EXERCISE DIRECTIONS: Where in the data below does the word "tower" appear? Copy every line that has it.

Start of GIVEN ENTRIES

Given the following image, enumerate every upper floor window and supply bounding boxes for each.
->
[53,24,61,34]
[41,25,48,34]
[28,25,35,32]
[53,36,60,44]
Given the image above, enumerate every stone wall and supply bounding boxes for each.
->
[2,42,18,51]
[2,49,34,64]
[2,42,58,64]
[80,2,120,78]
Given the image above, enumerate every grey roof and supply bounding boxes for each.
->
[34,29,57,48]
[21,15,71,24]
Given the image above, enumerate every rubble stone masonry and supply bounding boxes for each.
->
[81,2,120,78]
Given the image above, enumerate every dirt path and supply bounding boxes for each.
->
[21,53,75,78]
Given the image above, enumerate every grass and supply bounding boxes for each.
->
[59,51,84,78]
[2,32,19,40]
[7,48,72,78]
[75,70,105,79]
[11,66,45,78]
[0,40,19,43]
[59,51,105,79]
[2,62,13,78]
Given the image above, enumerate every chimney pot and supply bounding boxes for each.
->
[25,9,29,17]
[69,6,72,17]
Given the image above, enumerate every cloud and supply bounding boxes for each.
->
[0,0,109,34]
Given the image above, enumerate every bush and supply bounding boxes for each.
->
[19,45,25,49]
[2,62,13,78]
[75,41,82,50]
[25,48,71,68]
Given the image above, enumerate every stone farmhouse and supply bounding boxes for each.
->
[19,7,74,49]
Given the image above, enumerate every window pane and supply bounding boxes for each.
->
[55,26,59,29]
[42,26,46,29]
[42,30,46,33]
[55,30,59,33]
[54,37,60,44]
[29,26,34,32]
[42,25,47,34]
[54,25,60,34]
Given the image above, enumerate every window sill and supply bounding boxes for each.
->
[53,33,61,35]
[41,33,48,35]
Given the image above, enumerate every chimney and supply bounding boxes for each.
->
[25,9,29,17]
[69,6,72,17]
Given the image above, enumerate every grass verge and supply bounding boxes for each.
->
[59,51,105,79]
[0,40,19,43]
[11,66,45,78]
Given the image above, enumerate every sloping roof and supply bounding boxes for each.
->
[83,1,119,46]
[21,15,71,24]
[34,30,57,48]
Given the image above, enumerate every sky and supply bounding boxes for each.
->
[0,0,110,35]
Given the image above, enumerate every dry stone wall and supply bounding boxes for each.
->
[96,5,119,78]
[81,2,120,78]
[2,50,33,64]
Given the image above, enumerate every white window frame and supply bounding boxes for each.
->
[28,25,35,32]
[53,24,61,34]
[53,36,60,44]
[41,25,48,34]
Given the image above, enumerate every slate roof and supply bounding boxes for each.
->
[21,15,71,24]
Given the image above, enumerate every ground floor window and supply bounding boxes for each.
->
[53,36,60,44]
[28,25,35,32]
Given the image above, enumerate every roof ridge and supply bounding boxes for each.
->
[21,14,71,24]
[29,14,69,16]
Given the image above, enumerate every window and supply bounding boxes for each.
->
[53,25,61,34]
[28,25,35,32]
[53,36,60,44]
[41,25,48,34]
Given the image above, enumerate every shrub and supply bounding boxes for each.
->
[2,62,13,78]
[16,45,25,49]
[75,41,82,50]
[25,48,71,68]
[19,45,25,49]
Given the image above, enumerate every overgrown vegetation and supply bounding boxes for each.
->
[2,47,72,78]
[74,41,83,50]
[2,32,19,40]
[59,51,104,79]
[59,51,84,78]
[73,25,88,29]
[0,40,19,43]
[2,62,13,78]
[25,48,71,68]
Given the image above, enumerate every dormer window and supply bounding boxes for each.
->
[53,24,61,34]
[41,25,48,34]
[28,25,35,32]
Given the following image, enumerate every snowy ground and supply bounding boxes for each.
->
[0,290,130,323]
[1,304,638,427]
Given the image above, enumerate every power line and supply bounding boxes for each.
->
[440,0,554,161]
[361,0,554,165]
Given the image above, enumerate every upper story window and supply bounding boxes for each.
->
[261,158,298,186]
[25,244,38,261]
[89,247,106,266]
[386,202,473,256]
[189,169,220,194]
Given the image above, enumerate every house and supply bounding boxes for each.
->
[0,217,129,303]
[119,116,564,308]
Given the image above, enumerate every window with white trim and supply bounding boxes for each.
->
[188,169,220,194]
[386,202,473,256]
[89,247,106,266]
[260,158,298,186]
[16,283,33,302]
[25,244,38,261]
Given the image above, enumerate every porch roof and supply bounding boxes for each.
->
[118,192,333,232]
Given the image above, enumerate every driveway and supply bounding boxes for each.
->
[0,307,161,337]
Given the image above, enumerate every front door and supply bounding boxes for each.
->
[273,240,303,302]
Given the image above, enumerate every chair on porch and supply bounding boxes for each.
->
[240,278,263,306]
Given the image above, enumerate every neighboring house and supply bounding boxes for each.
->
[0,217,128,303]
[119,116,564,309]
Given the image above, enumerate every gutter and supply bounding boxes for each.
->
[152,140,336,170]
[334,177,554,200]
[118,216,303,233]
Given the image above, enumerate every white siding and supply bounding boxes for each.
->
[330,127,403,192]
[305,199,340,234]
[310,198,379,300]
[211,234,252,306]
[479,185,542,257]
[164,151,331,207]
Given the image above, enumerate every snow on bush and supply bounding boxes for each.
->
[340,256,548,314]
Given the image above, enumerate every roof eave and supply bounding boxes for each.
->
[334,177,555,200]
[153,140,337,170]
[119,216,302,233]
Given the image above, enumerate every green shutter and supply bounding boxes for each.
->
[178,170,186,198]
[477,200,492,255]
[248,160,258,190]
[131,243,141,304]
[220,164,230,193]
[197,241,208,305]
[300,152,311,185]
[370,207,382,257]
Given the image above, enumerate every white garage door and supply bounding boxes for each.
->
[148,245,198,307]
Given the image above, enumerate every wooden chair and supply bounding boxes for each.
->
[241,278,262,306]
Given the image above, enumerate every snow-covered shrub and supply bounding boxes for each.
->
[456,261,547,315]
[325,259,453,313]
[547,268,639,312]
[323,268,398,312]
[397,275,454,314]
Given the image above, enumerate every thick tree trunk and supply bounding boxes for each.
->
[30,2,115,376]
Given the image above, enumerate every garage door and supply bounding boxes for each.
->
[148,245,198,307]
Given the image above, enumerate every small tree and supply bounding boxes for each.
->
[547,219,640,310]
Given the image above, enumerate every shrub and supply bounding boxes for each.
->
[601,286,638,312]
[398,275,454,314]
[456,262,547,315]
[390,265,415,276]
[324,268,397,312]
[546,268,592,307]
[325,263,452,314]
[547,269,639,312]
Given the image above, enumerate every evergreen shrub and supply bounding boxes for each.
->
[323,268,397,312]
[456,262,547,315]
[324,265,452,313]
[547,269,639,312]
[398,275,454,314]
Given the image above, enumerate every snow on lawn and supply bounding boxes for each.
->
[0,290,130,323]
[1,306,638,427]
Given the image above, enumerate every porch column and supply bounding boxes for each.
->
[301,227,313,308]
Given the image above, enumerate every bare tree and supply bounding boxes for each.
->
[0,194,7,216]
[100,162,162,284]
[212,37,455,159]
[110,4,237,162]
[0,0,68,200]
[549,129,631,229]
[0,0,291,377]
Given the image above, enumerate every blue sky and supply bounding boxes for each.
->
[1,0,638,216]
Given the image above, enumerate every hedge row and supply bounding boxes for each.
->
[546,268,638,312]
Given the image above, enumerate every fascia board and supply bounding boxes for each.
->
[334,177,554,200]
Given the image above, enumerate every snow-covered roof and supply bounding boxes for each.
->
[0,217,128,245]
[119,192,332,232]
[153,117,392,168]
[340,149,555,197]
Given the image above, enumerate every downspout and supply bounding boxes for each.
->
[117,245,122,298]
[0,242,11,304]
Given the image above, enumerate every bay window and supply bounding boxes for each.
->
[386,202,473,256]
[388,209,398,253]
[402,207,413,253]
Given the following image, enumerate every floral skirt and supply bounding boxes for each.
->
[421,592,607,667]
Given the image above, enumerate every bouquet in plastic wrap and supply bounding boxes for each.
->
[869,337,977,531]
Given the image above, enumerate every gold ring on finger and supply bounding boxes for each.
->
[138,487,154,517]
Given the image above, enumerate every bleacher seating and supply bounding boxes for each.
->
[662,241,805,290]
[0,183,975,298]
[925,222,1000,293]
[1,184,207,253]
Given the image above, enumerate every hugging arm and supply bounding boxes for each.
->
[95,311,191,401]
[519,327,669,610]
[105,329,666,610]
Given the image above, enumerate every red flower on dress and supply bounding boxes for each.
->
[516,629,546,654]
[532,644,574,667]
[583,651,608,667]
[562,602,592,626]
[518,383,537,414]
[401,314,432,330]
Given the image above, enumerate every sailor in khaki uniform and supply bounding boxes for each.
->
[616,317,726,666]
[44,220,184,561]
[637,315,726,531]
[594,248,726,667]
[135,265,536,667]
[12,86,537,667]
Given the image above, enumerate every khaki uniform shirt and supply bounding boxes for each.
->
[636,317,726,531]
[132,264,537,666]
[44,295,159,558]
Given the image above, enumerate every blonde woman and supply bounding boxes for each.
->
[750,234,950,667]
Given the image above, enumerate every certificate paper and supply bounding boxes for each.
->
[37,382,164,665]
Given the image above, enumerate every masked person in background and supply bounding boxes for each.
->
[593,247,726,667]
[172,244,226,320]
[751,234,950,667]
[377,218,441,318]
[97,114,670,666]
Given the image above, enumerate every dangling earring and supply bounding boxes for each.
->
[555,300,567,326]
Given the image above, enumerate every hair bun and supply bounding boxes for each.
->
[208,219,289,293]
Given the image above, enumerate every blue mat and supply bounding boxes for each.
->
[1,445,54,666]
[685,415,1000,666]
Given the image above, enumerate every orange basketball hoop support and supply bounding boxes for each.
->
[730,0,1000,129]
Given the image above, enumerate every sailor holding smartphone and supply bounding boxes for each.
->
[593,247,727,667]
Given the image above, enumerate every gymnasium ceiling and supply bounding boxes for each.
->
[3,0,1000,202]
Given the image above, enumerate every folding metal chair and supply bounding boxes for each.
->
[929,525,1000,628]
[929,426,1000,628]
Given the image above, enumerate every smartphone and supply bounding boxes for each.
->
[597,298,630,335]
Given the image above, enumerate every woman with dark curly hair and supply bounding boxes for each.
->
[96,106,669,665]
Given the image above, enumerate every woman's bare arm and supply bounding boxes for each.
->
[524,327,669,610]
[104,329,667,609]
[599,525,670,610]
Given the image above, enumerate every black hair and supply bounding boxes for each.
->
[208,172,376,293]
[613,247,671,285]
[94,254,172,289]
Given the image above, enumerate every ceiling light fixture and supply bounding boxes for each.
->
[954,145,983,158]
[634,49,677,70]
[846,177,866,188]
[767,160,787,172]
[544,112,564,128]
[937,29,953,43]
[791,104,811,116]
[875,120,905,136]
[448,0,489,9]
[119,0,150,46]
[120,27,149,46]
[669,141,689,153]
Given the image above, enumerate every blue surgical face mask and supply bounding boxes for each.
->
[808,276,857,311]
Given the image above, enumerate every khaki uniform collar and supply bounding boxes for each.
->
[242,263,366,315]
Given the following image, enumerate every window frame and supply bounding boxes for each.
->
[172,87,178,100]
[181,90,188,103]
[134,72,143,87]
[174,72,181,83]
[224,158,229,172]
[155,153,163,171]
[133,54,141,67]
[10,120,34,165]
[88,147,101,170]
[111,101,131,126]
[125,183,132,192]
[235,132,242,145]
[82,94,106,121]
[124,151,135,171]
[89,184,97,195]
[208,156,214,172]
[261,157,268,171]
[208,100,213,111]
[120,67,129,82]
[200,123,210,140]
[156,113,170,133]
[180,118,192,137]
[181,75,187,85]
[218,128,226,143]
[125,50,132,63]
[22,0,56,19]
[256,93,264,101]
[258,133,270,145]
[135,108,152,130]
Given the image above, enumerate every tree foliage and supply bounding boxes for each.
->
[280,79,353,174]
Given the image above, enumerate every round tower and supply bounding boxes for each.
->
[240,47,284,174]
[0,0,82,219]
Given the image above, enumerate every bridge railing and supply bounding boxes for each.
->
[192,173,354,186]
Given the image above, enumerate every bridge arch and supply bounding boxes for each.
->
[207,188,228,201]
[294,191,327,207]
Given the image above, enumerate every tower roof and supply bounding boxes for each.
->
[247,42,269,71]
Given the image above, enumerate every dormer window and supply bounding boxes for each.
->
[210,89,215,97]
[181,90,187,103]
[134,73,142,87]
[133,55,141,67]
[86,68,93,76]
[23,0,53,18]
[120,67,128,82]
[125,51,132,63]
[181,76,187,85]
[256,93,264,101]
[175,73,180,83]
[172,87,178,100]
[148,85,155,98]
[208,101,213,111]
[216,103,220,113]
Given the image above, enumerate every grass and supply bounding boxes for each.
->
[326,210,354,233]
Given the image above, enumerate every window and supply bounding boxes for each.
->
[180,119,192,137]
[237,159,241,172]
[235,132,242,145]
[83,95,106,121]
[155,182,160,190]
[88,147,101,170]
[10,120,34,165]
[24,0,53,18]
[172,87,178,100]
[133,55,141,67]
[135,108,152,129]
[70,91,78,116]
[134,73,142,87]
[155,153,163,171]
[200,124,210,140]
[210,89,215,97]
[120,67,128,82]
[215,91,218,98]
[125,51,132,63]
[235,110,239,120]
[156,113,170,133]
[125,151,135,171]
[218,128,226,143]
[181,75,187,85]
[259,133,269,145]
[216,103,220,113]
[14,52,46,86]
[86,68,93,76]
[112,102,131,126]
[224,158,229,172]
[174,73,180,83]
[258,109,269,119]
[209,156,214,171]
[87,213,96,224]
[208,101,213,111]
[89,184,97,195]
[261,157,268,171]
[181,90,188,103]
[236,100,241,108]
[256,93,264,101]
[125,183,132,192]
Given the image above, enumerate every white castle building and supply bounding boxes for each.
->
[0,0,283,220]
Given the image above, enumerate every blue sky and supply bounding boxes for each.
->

End of GIVEN ENTRIES

FINAL ANSWER:
Given the image above, enumerate every round tower and supply bounding boxes for each.
Given the image above, enumerate every tower roof and supply bounding boxes for each.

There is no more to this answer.